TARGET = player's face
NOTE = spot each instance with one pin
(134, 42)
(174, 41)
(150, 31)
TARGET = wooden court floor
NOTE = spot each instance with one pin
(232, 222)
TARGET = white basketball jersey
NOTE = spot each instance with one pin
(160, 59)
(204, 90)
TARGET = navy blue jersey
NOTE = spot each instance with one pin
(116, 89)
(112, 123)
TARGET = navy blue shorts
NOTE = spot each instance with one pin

++++++++

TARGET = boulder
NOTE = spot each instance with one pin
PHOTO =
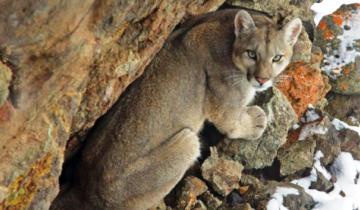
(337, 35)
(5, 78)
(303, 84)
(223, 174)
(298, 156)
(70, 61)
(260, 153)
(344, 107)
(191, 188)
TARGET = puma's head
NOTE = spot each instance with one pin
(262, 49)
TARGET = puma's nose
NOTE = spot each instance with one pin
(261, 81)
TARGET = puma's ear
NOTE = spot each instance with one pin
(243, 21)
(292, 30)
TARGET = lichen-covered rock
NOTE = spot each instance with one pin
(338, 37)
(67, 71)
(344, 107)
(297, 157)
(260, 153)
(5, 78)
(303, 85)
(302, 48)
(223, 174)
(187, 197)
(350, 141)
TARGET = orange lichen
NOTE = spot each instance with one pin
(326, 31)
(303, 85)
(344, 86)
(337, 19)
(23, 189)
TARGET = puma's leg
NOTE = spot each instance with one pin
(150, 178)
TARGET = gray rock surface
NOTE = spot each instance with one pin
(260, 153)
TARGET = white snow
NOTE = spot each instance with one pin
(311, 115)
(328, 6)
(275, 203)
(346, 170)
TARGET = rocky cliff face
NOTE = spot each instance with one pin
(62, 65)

++++++++

● Aim of the exercise
State how many lines in the rows above contain the word "jersey". Reply with the number alone.

● Complete response
2